EXERCISE DESCRIPTION ▸ With the images removed, reproduce each entry below word for word.

GIVEN DATA ▸
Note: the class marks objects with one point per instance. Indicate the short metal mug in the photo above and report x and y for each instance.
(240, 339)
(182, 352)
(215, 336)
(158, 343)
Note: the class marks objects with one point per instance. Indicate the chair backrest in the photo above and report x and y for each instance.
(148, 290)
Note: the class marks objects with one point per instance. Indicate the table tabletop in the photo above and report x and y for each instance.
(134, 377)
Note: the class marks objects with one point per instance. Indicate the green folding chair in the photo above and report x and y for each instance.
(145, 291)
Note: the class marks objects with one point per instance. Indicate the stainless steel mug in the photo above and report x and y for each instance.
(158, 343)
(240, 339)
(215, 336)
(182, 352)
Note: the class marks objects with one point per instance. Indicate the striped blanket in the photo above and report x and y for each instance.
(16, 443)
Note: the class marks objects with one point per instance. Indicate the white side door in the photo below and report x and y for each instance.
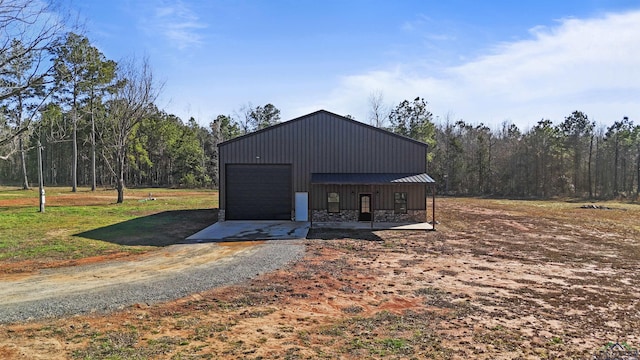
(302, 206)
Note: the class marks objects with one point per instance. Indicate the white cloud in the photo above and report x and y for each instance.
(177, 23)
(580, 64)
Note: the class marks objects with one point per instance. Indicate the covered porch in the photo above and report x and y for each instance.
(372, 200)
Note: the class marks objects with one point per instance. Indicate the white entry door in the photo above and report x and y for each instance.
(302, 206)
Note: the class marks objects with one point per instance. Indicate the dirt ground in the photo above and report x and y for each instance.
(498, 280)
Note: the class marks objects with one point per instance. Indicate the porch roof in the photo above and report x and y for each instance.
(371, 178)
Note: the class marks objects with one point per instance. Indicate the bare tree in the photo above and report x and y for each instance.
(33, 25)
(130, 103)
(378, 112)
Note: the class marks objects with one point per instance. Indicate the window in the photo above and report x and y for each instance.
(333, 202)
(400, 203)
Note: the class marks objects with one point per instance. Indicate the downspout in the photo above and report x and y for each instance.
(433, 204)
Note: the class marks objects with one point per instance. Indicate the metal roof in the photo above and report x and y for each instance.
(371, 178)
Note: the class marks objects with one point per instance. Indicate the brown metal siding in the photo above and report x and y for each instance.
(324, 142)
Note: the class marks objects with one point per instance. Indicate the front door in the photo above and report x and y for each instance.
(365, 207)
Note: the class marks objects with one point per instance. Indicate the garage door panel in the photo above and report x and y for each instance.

RESULT OF THIS TASK ▸
Note: the class marks objects with one point per instance. Indicate the short metal mug in the photo above and report x and y for each instance.
(240, 339)
(182, 352)
(215, 336)
(158, 343)
Note: the class marks objects with one point per instance. Indicate the chair backrest in the photo above and report x and y for each instance.
(148, 290)
Note: the class marks objects with one point per instance. Indicate the table tabletop in the photo above and report x and y for each instance.
(134, 377)
Note: the class marks objects with one point per instance. Indicate the green folding chair in the photo above and report x and y for each instance.
(145, 291)
Note: the class marks objects with one point per instance. Indicate the stainless steel mug in the photo above and report x and y for each instance.
(158, 343)
(240, 339)
(215, 336)
(182, 352)
Note: the class marks objects with one point per instance. Indicate the striped blanket in the photo above and report x and y for each instance.
(16, 443)
Note: the class marks objects with one point per instance. Indicate the white side door in the photo below and report x and y for each instance.
(302, 206)
Note: the class marks objects with one point per instance. Indicate the white cloud in the photo above and report x and y for each instance.
(177, 23)
(580, 64)
Note: the class marks objects with one point per instance. Indicate the covered porch in the photo above and report x and y for each instance.
(372, 200)
Note: the class marks objects with one point per instance. Indicate the white entry door in the photo above and report x and y for each instance.
(302, 206)
Note: the class marks objects with one point per instance. Indicate the dirt ground in the photo above and report x and y for each instance.
(498, 280)
Note: the class marks objects with one point per instance. Indicate the porch roof in the photo above and report x and y for each instance.
(371, 178)
Note: the class marks objects with one point per instance. Indicate the bare tree in the photo above and report x and y for each instance.
(33, 25)
(130, 103)
(378, 112)
Note: the class marks objects with one point per instance. Indicate the window in the photo above and report x and y for each instance.
(333, 202)
(400, 203)
Note: the class marks objects with one point per instance. Indicate the downspout in the photo above and report x and y for each instance.
(433, 204)
Note: the class marks objects with one point per instance. Indicate the metal roof in the photo above and report x and y for each instance.
(371, 178)
Note: the class marks objects with one point per instance. Indicate the brown metal siding in the photo above and report x and y for each instance.
(324, 142)
Note: the class marks objects with one point per instance. Indicate the front door in the photo above and report x and y for each instance.
(365, 207)
Note: the class marks objects with one point per instance. Indicate the garage door panel in the photo above and report x and y for each instance.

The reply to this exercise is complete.